Текст для чтения =>

################

Анна Наринская. Чудачество и чудотворство. О
собрании текстов Николая Олейникова. — «Коммерсантъ Weekend», 2015, № 35, 16 октября.
«Разрыв между масштабом влияния Олейникова, его поэтическим статусом, следом, который он
оставил в жизни многих самых замечательных личностей, и тем, что он „произвел”,
очевиден. Но проблема не в том, что его стихов мало, а в том, что за редкими
(но сногсшибательными) исключениями он как будто сознательно не пускает себя на
„следующий” поэтический уровень, дает гению прорываться лишь отдельными протуберанцами».
«Впечатление такое, что Олейников сам
решил не быть великим, еще до того, как стало окончательно ясно, что это
наказуемо».
Наша история долго болит. Леонид Юзефович — о книге «Зимняя
дорога». Беседу вела Елена Дьякова. —
«Новая газета», 2015, № 112, 12 октября; на сайте газеты — 11 октября <http://www.novayagazeta.ru>.
Говорит Леонид Юзефович: «В 1922 году
все могло кончиться и по-другому. Уже после того, как моя книга ушла в
типографию, философ и знаток русской дальневосточной эмиграции Константин Бурмистров
рассказал мне об изданном в 1936 году, в Харбине, фантастическом романе
Григория Кручинина „Свет с востока”. Сюжет таков: эмигрант страдает от
одиночества, безденежья, бесцельности существования, вдруг какие-то
таинственные люди предлагают ему вступить в не менее таинственную организацию.
Позже выясняется, что цель ее — захват советской Камчатки. Это им удается, с
Камчатки они переправляются в Приморье, занимают Иркутск. Всюду их встречают с
распростертыми объятиями, в итоге СССР рушится как карточный домик. Конечно,
это уже после коллективизации, после массовых репрессий, и все-таки… Это нам только кажется, что к началу 1920-х все было
предрешено».
О литературной критике за рубежом. Опрос провела Ирина Машинская. — «Лиterraтура»,
2015, № 61, 1 октября <http://literratura.org>.
На вопросы отвечают Лиля Панн, Ольга Брейнингер, Энтони Вуд, Павел Лемберский,
Ян Пробштейн, Андрей Грицман.
Говорит Лиля Панн: «Говорю о критике
Джеймсе Вуде (James Wood).
Лет десять назад Вуд прославился изобретением термина „истерический реализм”
(множество сюжетных линий, кишащих кричащими деталями жизни как есть,
ведущих в никуда). И не ради славы Герострата, а за
серьезные эстетические провалы он занес (разнес!) в „истерический реализм” ряд
нашумевших книг таких культовых прозаиков, как Дон ДеЛилло,
Дэвид Фостер Уоллес, Зади
Смит».
«Стратегия критической оценки Вуда
определенно дерзка в своей простоте. Правда, много лет назад Вуду
предшествовала Сюзен Зонтаг
в эссе „Против интерпретации”. Да, не интерпретировать,
а читать и молчать — вместе (как квакеры, только наоборот: те молчат, потом говорят)
— помнится, было такое немногочисленное движение
(попытка) „молчальников”. Но они слишком радикальны,
человеку же хочется не только прочесть, но и поговорить о хорошей книге.

################

Записи =>
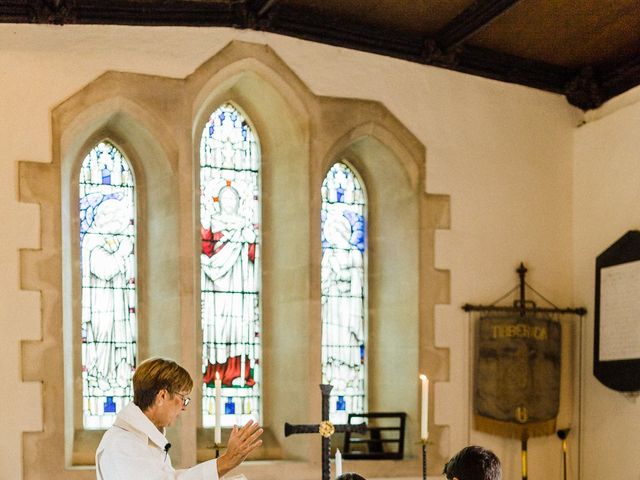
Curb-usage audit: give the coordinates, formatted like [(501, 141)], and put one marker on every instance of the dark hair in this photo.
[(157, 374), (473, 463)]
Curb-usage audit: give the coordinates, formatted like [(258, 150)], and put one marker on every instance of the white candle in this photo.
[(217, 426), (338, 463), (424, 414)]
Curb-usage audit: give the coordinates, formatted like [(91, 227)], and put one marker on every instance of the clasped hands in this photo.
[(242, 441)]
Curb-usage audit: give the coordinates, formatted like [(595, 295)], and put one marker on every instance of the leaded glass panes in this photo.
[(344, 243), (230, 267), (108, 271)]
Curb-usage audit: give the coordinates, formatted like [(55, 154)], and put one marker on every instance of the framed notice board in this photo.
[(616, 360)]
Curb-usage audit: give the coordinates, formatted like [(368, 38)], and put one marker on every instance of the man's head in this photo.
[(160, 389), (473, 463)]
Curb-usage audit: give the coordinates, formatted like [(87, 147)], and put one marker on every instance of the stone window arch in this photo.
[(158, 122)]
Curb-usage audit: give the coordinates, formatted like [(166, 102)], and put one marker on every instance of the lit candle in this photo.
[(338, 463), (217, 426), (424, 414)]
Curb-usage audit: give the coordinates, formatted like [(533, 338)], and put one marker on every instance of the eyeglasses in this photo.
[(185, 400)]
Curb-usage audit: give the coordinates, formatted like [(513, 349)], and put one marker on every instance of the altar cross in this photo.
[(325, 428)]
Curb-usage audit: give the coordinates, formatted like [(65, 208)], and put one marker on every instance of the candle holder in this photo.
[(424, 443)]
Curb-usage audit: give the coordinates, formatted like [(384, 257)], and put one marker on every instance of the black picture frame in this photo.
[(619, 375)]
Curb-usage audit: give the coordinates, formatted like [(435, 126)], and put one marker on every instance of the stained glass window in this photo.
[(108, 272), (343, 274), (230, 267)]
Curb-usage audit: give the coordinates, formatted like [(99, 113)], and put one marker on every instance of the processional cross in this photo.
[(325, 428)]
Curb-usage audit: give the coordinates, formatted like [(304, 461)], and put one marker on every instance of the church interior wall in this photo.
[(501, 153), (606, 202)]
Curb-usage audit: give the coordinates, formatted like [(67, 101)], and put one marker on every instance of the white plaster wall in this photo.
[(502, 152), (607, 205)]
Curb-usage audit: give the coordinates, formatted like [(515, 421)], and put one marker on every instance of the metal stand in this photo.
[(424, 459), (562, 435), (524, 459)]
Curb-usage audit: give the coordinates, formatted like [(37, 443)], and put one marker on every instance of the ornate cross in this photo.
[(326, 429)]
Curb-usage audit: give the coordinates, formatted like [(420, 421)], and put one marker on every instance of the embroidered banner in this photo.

################

Что сделать =>
- a) Перечислите всех, кто, согласно обзору публикаций, отвечает на вопросы опроса о литературной критике за рубежом.
- b) Выведите из обзора публикаций всё, что идет от слов «(множество сюжетных линий, кишащих» вниз до слов «молчат, потом говорят)» включительно.
Отвечайте, опираясь только на обзор публикаций.

Ответы к заданиям =>
- a) Лиля Панн, Ольга Брейнингер, Энтони Вуд, Павел Лемберский, Ян Пробштейн, Андрей Грицман.

- b)
(множество сюжетных линий, кишащих кричащими деталями жизни как есть,
ведущих в никуда). И не ради славы Герострата, а за
серьезные эстетические провалы он занес (разнес!) в „истерический реализм” ряд
нашумевших книг таких культовых прозаиков, как Дон ДеЛилло,
Дэвид Фостер Уоллес, Зади
Смит».
«Стратегия критической оценки Вуда
определенно дерзка в своей простоте. Правда, много лет назад Вуду
предшествовала Сюзен Зонтаг
в эссе „Против интерпретации”. Да, не интерпретировать,
а читать и молчать — вместе (как квакеры, только наоборот: те молчат, потом говорят)